Ezhil-Language-Foundation / open-tamil

Open Source Tamil NLP Tools - தமிழ் இயற்கை மொழி பகுப்பாய்வு நிரல்தொகுப்பு
http://tamilpesu.us
MIT License
264 stars 80 forks source link

Corpus word set for Solthiruthi #206

Open arcturusannamalai opened 4 years ago

arcturusannamalai commented 4 years ago

Use open datasets from 1) https://www.kaggle.com/disisbig/tamil-wikipedia-articles 2) https://www.kaggle.com/disisbig/tamil-news-dataset

VpkPrasanna commented 1 year ago

Hi @arcturusannamalai can you please elaborate this issue . do we need to add this dataset into our library ?

arcturusannamalai commented 1 year ago

@VpkPrasanna - yes you can use these datasets and form a valid word list for the spelling checker; currently the word lists are https://github.com/Ezhil-Language-Foundation/open-tamil/blob/main/solthiruthi/data/tamilvu_dictionary_words.txt etc.

VpkPrasanna commented 1 year ago

@VpkPrasanna - yes you can use these datasets and form a valid word list for the spelling checker; currently the word lists are https://github.com/Ezhil-Language-Foundation/open-tamil/blob/main/solthiruthi/data/tamilvu_dictionary_words.txt etc.

SO i have to add the new datasets into the same file right ?

→ **Records shown**:

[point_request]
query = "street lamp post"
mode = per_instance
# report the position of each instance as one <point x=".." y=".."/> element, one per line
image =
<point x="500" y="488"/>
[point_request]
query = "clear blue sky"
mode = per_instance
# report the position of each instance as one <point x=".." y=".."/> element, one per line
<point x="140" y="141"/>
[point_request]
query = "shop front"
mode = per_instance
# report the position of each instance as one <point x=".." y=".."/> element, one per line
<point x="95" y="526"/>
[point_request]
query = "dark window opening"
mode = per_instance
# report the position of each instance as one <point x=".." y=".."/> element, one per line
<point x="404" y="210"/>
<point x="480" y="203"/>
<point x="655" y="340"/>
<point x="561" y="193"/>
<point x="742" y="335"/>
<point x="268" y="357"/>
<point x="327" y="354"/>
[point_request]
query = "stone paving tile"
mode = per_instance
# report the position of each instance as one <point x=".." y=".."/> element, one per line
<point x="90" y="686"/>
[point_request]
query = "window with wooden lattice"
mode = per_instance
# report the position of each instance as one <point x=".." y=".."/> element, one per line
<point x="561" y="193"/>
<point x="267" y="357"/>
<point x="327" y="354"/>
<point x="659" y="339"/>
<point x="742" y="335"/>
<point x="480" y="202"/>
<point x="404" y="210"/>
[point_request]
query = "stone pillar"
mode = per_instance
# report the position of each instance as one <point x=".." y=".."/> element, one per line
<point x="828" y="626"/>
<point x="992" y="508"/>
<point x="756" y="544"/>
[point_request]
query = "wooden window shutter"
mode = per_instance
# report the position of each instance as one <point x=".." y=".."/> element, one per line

→ **The tasks**:
- a) Under what license is the project shown in the issue thread released?
- b) List every web address that appears in the comments of the issue thread.
- c) According to the issue thread, why are the two Kaggle datasets to be used?
Answer from the issue thread alone.

→ **Answers for the exercise**:
- a) MIT License

- b)
https://www.kaggle.com/disisbig/tamil-wikipedia-articles
https://www.kaggle.com/disisbig/tamil-news-dataset
https://github.com/Ezhil-Language-Foundation/open-tamil/blob/main/solthiruthi/data/tamilvu_dictionary_words.txt

- c) They are to be used to form a valid word list for the spelling checker, Solthiruthi. Its current word lists include files such as tamilvu_dictionary_words.txt.